Direction
Please quote the records exactly, from the line containing "Target: stainless steel range" to the line containing "POLYGON ((7 104, 35", including both of those lines.

Listed records
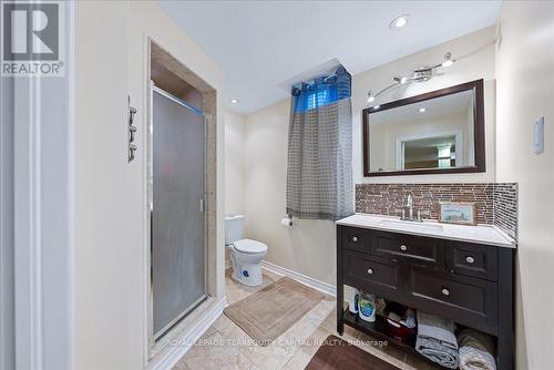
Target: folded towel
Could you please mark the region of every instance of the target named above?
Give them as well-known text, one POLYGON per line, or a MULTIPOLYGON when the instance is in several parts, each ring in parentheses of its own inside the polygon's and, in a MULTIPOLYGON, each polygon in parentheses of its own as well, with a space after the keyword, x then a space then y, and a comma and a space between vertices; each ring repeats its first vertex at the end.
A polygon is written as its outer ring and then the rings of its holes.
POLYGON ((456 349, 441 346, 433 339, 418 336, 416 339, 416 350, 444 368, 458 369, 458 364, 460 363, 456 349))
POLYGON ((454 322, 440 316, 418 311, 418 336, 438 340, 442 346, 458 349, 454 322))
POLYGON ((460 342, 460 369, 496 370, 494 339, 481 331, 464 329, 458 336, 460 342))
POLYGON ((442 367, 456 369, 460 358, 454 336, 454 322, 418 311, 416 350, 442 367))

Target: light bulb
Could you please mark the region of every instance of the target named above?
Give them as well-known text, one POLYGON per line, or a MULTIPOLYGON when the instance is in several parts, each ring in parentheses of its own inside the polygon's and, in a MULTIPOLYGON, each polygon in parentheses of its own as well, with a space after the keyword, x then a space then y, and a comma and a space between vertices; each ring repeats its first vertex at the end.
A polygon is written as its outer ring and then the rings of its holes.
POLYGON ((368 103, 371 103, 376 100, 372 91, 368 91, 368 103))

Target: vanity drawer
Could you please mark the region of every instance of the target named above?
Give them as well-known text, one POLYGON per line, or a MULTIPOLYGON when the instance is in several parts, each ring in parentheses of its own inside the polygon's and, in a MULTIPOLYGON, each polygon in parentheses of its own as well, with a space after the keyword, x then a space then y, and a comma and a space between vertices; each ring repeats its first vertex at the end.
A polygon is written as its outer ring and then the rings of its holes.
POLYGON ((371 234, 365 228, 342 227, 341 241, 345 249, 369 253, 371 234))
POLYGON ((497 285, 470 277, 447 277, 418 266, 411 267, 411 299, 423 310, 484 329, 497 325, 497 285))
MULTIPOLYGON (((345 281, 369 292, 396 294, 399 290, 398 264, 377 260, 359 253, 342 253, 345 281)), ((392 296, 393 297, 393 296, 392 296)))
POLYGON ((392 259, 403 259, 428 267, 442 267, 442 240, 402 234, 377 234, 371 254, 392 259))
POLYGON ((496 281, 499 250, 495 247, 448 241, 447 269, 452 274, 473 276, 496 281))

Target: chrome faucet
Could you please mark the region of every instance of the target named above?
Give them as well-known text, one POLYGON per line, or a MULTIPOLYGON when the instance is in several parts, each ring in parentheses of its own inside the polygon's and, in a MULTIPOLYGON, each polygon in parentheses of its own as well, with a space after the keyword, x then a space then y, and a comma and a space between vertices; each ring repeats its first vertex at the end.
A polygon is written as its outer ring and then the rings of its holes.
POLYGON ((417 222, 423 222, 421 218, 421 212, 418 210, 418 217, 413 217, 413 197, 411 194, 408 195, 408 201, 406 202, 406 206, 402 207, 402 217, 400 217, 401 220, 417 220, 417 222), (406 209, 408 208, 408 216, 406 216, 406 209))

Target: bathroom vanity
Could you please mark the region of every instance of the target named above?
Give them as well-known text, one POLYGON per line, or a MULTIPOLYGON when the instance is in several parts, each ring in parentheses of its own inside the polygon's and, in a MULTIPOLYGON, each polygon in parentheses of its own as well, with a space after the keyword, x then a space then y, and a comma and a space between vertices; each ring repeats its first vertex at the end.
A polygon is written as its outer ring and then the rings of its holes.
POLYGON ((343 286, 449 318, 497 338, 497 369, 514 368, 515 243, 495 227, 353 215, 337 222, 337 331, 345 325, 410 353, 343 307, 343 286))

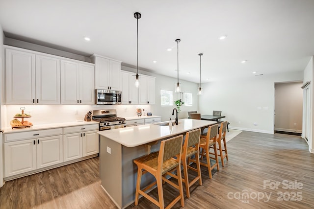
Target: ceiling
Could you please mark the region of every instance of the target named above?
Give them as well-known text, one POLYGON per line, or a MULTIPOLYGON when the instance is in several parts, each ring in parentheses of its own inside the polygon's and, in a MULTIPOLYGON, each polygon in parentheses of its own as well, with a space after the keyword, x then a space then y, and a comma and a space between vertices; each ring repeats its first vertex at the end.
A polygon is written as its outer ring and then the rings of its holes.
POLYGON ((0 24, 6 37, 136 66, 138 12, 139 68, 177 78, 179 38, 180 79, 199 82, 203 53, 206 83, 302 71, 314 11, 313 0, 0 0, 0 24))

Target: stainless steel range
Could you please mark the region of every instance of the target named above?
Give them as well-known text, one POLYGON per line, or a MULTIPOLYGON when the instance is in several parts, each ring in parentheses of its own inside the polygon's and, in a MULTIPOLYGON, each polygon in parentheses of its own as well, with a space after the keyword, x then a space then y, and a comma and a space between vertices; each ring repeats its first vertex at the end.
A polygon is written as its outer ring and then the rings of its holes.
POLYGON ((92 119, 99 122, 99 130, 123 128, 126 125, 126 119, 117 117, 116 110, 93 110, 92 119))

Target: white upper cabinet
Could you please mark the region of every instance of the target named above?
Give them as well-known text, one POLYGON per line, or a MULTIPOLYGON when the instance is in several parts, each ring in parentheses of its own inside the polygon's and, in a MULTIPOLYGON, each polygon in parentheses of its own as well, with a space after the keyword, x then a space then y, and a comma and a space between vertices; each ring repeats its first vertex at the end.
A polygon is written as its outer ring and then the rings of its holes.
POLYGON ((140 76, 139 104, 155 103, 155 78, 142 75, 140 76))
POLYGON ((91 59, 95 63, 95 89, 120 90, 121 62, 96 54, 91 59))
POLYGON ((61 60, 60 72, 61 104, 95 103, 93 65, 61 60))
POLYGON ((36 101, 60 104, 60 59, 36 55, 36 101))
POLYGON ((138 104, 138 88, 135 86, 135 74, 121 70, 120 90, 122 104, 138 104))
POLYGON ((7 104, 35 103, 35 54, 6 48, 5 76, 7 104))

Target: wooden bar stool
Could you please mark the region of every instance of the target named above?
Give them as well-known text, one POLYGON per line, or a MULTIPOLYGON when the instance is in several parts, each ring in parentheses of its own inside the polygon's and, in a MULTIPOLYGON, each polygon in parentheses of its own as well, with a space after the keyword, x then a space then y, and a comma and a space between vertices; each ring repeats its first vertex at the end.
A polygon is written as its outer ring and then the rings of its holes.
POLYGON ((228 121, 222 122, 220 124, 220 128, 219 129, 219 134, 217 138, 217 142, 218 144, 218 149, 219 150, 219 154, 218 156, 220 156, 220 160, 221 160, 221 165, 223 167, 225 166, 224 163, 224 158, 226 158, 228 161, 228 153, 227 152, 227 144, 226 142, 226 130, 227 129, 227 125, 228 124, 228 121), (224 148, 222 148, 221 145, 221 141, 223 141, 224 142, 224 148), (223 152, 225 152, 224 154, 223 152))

Exercise output
Target: stainless steel range
Could you please mark the region of every instance of the target named above?
Give them as well-known text, one POLYGON per line, or a MULTIPOLYGON when the instance is in several parts, each ring in parentheses of its own inside the polygon's and, in a MULTIPOLYGON, each polygon in parentheses of its own as well, with a space after the keyword, x then a space then y, and a comma and a space between vertices; each ring repeats its first vertex at the end.
A polygon is written as its outer ring and then the rings of its holes.
POLYGON ((92 119, 99 122, 99 130, 123 128, 126 125, 126 119, 117 117, 116 110, 93 110, 92 119))

Target: white upper cabinet
Could you please mark the region of every instance of the target named above?
Give them as well-known text, one POLYGON per line, or a MULTIPOLYGON when the instance is in several parts, each ring in parentheses of its own inside the polygon's and, in a MULTIPOLYGON, each polygon in parentheses of its own as well, with a space after the keyword, x then a space then y, and a comma and a space between vertices; each ring repeats its first vertex at the end.
A polygon is written as its outer ring and then the rings of its holes.
POLYGON ((140 76, 139 104, 155 103, 155 78, 142 75, 140 76))
POLYGON ((91 59, 95 63, 95 89, 120 90, 121 62, 96 54, 91 59))
POLYGON ((61 60, 60 72, 61 104, 95 103, 93 65, 61 60))
POLYGON ((36 101, 60 104, 60 59, 36 55, 36 101))
POLYGON ((138 104, 138 88, 135 86, 135 74, 121 70, 120 90, 122 104, 138 104))
POLYGON ((7 104, 35 103, 35 54, 6 48, 5 76, 7 104))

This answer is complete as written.